[Text]
_____
Awadh is also a major player in Tanzania’s transport sector. Lake Trans, his transportation subsidiary, is one of the largest trucking and haulage companies in Tanzania. “Our venturing into transportation was born out of necessity.

We figured out early on that if we wanted to distribute our products to every nook and cranny of Tanzania, we had to invest in our own distribution. So over time, we have acquired a fleet of more than 400 trucks.” While Lake Trans primarily services the needs of Awadh’s primary businesses, Lake Oil leases it on occasion to other businesses.

Today, Lake Group plays an important function in the lives of many Tanzanians. The company is widely credited for popularizing cooking gas among Tanzania’s rural population. Its cooking gas subsidiary, Lake Gas, is the undisputed market leader in Tanzania and is breaking into to Uganda, Zambia, DRC and Rwanda. Lake Gas recently completed a state of art Gas storage terminal in Tanga, Coastal Town of North Tanzania.
_____
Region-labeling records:
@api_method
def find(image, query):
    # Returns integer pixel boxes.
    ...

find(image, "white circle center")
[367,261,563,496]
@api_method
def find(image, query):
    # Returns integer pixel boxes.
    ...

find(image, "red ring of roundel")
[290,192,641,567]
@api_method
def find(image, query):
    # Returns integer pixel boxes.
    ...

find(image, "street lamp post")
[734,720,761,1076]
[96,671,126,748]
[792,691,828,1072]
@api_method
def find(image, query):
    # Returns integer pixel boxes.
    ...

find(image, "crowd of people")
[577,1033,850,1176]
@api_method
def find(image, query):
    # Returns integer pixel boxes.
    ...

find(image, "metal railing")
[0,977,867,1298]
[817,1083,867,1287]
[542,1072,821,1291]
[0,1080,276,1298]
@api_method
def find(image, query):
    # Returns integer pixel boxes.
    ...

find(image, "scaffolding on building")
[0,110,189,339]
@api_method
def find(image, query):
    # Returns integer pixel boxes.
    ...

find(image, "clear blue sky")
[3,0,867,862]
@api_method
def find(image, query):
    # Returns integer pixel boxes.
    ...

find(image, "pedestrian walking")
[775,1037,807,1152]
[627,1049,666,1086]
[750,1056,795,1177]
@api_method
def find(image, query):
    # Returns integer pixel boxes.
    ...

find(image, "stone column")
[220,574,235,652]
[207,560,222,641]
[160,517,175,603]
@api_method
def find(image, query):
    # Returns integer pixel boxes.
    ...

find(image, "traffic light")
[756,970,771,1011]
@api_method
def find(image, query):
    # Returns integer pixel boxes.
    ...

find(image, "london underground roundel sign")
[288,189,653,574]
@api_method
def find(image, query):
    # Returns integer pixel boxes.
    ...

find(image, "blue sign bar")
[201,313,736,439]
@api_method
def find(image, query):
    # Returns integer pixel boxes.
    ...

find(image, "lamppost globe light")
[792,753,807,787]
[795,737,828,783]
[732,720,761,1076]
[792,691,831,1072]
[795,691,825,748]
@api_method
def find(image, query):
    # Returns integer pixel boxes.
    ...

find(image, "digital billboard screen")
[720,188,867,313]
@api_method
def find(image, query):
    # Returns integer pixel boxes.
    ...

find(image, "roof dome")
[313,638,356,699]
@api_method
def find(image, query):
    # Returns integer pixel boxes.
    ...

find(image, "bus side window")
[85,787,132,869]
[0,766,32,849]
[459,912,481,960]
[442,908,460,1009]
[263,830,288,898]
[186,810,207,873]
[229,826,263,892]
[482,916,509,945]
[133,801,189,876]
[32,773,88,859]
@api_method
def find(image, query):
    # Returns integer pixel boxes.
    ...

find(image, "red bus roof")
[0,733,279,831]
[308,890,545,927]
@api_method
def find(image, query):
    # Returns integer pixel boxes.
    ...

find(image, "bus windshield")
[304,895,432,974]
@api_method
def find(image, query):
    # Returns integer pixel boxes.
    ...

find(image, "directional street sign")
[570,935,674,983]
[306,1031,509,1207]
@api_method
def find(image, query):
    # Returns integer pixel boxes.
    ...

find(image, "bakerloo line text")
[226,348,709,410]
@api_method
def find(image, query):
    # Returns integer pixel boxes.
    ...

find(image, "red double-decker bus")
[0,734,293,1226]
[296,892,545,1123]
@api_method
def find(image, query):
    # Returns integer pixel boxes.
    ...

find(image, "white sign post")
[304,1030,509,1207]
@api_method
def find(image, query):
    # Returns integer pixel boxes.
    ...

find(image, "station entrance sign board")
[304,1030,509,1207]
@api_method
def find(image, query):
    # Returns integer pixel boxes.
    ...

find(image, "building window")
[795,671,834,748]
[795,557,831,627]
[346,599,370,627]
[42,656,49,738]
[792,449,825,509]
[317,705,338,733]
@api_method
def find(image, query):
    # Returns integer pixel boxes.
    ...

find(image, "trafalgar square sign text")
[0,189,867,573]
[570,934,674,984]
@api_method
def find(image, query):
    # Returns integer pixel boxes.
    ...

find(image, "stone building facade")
_____
[Task list]
• A. Answer these questions about the Lake Group text:
(i) How many trucks are in the fleet?
(ii) Which company sometimes leases Lake Trans to other businesses?
(iii) Where did Lake Gas recently complete a gas storage terminal?
• B. How would you sum up the Lake Group text in two sentences?
• C. Rewrite the Lake Group text starting at "Today, Lake Group" and ending at "of North Tanzania.", with "cooking gas" changed to "bottled gas".

[Answers below]
• A.
(i) More than 400.
(ii) Lake Oil.
(iii) In Tanga, a coastal town in North Tanzania.

• B. Awadh's transportation subsidiary, Lake Trans, is one of the largest trucking and haulage companies in Tanzania and has a fleet of more than 400 trucks acquired to distribute products throughout the country. Lake Group is widely credited with popularizing cooking gas among Tanzania's rural population, and its subsidiary Lake Gas is the market leader in Tanzania.

• C.
Today, Lake Group plays an important function in the lives of many Tanzanians. The company is widely credited for popularizing bottled gas among Tanzania’s rural population. Its bottled gas subsidiary, Lake Gas, is the undisputed market leader in Tanzania and is breaking into to Uganda, Zambia, DRC and Rwanda. Lake Gas recently completed a state of art Gas storage terminal in Tanga, Coastal Town of North Tanzania.